— Begin —

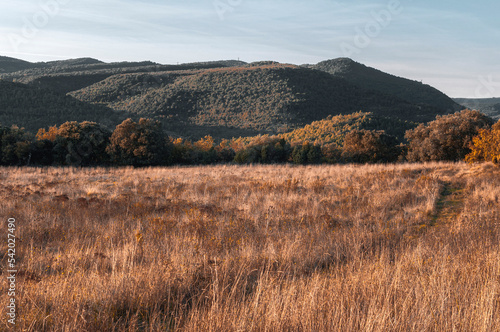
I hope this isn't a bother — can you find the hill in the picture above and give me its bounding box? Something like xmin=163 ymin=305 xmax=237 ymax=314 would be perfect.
xmin=0 ymin=56 xmax=34 ymax=74
xmin=454 ymin=98 xmax=500 ymax=120
xmin=305 ymin=58 xmax=463 ymax=112
xmin=71 ymin=63 xmax=447 ymax=137
xmin=0 ymin=80 xmax=125 ymax=133
xmin=280 ymin=112 xmax=416 ymax=148
xmin=0 ymin=57 xmax=460 ymax=138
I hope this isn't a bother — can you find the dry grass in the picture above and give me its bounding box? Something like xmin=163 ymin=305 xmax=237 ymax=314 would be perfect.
xmin=0 ymin=163 xmax=500 ymax=331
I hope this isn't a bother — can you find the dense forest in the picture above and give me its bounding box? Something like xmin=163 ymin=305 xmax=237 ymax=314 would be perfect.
xmin=0 ymin=110 xmax=500 ymax=166
xmin=0 ymin=57 xmax=468 ymax=140
xmin=0 ymin=57 xmax=498 ymax=166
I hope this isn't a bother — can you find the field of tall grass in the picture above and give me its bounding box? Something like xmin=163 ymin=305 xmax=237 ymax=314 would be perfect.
xmin=0 ymin=163 xmax=500 ymax=331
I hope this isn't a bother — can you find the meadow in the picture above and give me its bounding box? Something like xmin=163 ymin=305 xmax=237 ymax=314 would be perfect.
xmin=0 ymin=163 xmax=500 ymax=331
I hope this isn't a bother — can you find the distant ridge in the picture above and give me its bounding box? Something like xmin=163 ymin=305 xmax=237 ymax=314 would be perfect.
xmin=0 ymin=57 xmax=468 ymax=138
xmin=305 ymin=58 xmax=463 ymax=113
xmin=0 ymin=56 xmax=35 ymax=74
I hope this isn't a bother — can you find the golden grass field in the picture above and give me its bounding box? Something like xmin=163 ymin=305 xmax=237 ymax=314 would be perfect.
xmin=0 ymin=163 xmax=500 ymax=331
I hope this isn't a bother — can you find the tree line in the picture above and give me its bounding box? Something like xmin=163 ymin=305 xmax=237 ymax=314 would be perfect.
xmin=0 ymin=110 xmax=500 ymax=167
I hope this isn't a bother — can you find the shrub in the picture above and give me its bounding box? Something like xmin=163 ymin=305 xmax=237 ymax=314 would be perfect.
xmin=342 ymin=129 xmax=399 ymax=163
xmin=106 ymin=119 xmax=172 ymax=166
xmin=49 ymin=121 xmax=111 ymax=166
xmin=465 ymin=121 xmax=500 ymax=164
xmin=405 ymin=110 xmax=493 ymax=161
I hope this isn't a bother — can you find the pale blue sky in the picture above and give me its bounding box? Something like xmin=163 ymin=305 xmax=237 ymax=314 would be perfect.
xmin=0 ymin=0 xmax=500 ymax=97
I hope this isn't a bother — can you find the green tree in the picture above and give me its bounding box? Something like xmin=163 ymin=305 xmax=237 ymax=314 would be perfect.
xmin=106 ymin=119 xmax=172 ymax=166
xmin=0 ymin=126 xmax=31 ymax=165
xmin=342 ymin=129 xmax=399 ymax=163
xmin=51 ymin=121 xmax=111 ymax=166
xmin=405 ymin=110 xmax=493 ymax=161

— End —

PROBLEM REQUIREMENTS →
Turn the records above into a two-column CSV with the header input,output. Put each line of wording in input and every box that follows it in output, one row per line of wording, with each field in double quotes, line breaks replaced by spaces, and the picture left out.

ANSWER IN FULL →
input,output
"I hope this isn't a bother — can you find the hill in the picture above and give me its bounding box? Something like xmin=163 ymin=305 xmax=237 ymax=314 would be perfect.","xmin=0 ymin=56 xmax=34 ymax=74 xmin=454 ymin=98 xmax=500 ymax=120 xmin=305 ymin=58 xmax=463 ymax=112 xmin=71 ymin=63 xmax=447 ymax=137 xmin=0 ymin=80 xmax=125 ymax=133 xmin=280 ymin=112 xmax=416 ymax=148 xmin=0 ymin=57 xmax=460 ymax=138"
"I hope this isn't a bother — can you find the dry grass in the picture above and give me its bounding box? Something like xmin=163 ymin=305 xmax=237 ymax=314 would be perfect.","xmin=0 ymin=163 xmax=500 ymax=331"
"I hope this isn't a bother — can you find the dense forest in the picture above and give me its bounding box? Something like xmin=163 ymin=305 xmax=237 ymax=314 would be perfect.","xmin=0 ymin=110 xmax=500 ymax=166 xmin=0 ymin=57 xmax=468 ymax=140 xmin=0 ymin=57 xmax=498 ymax=166"
"I hope this isn't a bother — can you find the field of tall grass in the picture above and give me its bounding box? Something like xmin=163 ymin=305 xmax=237 ymax=314 would be perfect.","xmin=0 ymin=163 xmax=500 ymax=331"
"I hope this isn't a bother — can you find the meadow in the picture above and give me its bounding box? Something like xmin=163 ymin=305 xmax=237 ymax=314 would be perfect.","xmin=0 ymin=163 xmax=500 ymax=331"
"I hope this isn't a bother — can you find the distant ridge in the picture above and give me its bounding box? Something like xmin=163 ymin=305 xmax=237 ymax=314 would be perfect.","xmin=0 ymin=57 xmax=468 ymax=138 xmin=305 ymin=58 xmax=463 ymax=113 xmin=0 ymin=56 xmax=35 ymax=74"
"I hope this isn't a bother — can you find the golden grass field in the picture above and give me its bounding box? Something like xmin=163 ymin=305 xmax=237 ymax=314 would be perfect.","xmin=0 ymin=163 xmax=500 ymax=331"
"I hope this isn't a bother — can you find the tree line in the picture above and give me its bounding box? Something like xmin=163 ymin=305 xmax=237 ymax=314 would be perfect.","xmin=0 ymin=110 xmax=500 ymax=167"
"I hope this isn't a bother — can you find the shrub in the picture above and give me its bounding box? Something like xmin=163 ymin=305 xmax=237 ymax=314 would be perfect.","xmin=342 ymin=129 xmax=399 ymax=163 xmin=106 ymin=119 xmax=172 ymax=166 xmin=49 ymin=121 xmax=111 ymax=166 xmin=465 ymin=121 xmax=500 ymax=164 xmin=405 ymin=110 xmax=493 ymax=161"
"I hope this isn't a bother — can you find the pale blue sky in the picture above and give me its bounding box? Something like xmin=163 ymin=305 xmax=237 ymax=314 would be perfect.","xmin=0 ymin=0 xmax=500 ymax=97"
"I hope this isn't a bother — can you find the green tree in the picture above and give me its bounding box? Something like xmin=163 ymin=305 xmax=237 ymax=314 would be perfect.","xmin=106 ymin=119 xmax=172 ymax=166 xmin=0 ymin=126 xmax=31 ymax=165 xmin=342 ymin=129 xmax=399 ymax=163 xmin=51 ymin=121 xmax=111 ymax=166 xmin=405 ymin=110 xmax=493 ymax=161"